Reproduce the data exactly and drop any pictures it holds.
========
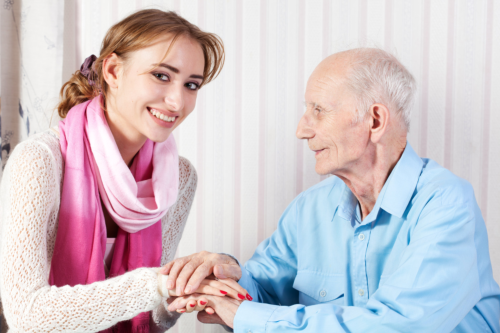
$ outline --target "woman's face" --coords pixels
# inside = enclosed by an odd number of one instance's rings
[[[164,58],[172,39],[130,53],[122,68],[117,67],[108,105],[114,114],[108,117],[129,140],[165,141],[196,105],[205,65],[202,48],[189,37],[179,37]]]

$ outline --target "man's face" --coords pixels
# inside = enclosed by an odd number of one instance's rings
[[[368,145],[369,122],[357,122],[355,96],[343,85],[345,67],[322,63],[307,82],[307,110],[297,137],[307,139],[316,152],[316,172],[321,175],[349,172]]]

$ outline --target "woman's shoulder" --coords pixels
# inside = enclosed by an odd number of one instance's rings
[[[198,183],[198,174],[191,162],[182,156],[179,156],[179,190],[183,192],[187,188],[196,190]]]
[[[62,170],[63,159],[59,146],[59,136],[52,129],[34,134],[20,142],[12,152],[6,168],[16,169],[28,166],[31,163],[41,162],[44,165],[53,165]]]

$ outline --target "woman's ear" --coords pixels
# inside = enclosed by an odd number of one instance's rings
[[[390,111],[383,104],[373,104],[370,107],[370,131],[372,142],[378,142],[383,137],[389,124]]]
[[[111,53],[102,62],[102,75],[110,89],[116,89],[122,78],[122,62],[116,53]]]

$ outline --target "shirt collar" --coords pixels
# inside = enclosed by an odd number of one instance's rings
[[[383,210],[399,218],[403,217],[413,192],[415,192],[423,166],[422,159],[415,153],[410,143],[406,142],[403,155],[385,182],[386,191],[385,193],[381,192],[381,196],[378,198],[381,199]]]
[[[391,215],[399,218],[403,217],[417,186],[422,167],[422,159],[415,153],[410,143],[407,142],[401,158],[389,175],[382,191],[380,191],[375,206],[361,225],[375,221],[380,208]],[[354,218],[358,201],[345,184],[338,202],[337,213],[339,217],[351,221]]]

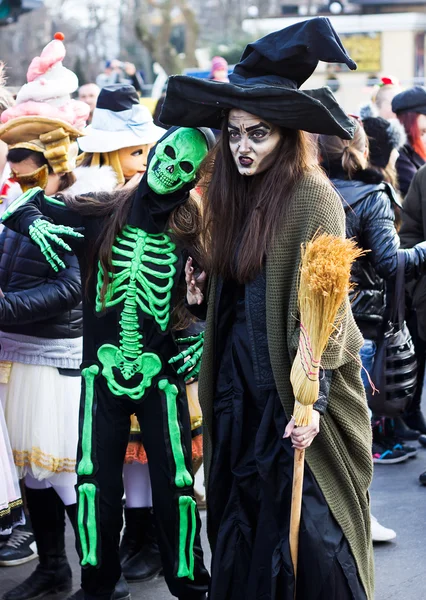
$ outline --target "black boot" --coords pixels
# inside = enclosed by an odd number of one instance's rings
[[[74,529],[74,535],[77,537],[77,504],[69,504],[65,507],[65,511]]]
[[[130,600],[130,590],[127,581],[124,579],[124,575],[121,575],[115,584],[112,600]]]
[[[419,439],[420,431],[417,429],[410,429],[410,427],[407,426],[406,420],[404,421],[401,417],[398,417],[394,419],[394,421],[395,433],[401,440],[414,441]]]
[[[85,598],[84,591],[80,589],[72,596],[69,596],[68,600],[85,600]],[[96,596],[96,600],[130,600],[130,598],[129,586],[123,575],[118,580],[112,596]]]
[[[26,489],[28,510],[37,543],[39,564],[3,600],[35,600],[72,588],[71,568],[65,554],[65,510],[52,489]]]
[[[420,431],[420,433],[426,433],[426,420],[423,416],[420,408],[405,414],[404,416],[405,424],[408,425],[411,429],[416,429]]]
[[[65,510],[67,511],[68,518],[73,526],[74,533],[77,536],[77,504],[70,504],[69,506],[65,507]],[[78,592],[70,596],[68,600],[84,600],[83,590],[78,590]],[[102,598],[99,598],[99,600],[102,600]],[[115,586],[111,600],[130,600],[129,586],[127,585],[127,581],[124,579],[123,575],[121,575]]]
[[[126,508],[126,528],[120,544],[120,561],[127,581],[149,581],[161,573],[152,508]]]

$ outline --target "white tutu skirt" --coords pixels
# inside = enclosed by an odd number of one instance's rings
========
Answer space:
$ outline --target "woman's face" --coords pixels
# inside = enclosed by an odd number of one instance's rings
[[[164,58],[172,39],[130,53],[122,68],[117,67],[108,105],[114,114],[108,117],[129,140],[165,141],[196,105],[205,65],[202,48],[189,37],[179,37]]]

$ outline --target "man's face" --coords pixels
# inside = enclosed by an odd number of one instance's rings
[[[368,145],[369,122],[357,122],[355,96],[343,85],[345,67],[322,63],[307,82],[307,110],[297,137],[307,139],[316,152],[316,172],[321,175],[349,172]]]

$ outline --target "woman's shoulder" --coords pixels
# inside = enclosed by an odd number of one instance's rings
[[[198,183],[198,174],[191,162],[182,156],[179,156],[179,190],[183,192],[187,188],[196,190]]]
[[[62,170],[63,159],[59,146],[59,136],[52,129],[34,134],[20,142],[12,152],[6,168],[16,169],[28,166],[31,163],[41,162],[44,165],[53,165]]]

$ outline --target "woman's ear" --coords pixels
# inside = enclosed by an odd number of one instance's rings
[[[390,111],[383,104],[373,104],[370,107],[370,131],[372,142],[378,142],[383,137],[389,124]]]
[[[111,53],[102,62],[102,75],[110,89],[116,89],[122,78],[122,62],[116,53]]]

$ outline --target "shirt collar" --coords pixels
# inside = enclosed by an odd number of one instance's rings
[[[383,210],[399,218],[403,217],[413,192],[415,192],[423,166],[422,159],[415,153],[410,143],[406,142],[403,155],[385,182],[386,191],[385,193],[381,192],[381,196],[378,198],[381,199]]]
[[[391,215],[399,218],[403,217],[417,186],[422,167],[422,159],[415,153],[410,143],[407,142],[401,158],[389,175],[382,191],[380,191],[375,206],[361,225],[375,221],[380,208]],[[354,218],[358,201],[345,184],[338,202],[337,213],[339,217],[351,221]]]

$ outline --target "black boot" --coords pixels
# inside = enclosed by an odd number of one instance's rings
[[[74,529],[74,535],[77,537],[77,504],[69,504],[65,507],[65,511]]]
[[[130,600],[130,590],[127,581],[124,579],[124,575],[121,575],[115,584],[112,600]]]
[[[419,439],[420,431],[417,429],[410,429],[410,427],[407,426],[406,420],[404,421],[401,417],[398,417],[394,419],[394,421],[395,433],[401,440],[414,441]]]
[[[85,598],[84,591],[80,589],[72,596],[69,596],[68,600],[85,600]],[[96,596],[96,600],[130,600],[130,598],[129,586],[123,575],[118,580],[112,596]]]
[[[26,489],[28,510],[37,543],[39,564],[3,600],[35,600],[72,588],[71,568],[65,554],[65,510],[52,489]]]
[[[420,431],[420,433],[426,433],[426,420],[423,416],[420,408],[405,414],[404,416],[405,424],[408,425],[411,429],[416,429]]]
[[[65,510],[67,511],[68,518],[73,526],[74,533],[77,536],[77,504],[70,504],[69,506],[65,507]],[[78,592],[70,596],[68,600],[84,600],[83,590],[78,590]],[[102,598],[99,598],[99,600],[102,600]],[[115,586],[111,600],[130,600],[129,586],[127,585],[127,581],[124,579],[123,575],[121,575]]]
[[[126,508],[126,528],[120,544],[120,561],[127,581],[149,581],[161,573],[152,508]]]

$ outline --target "white tutu skirt" --coords pixels
# inside = enclosed by an odd number of one instance's rings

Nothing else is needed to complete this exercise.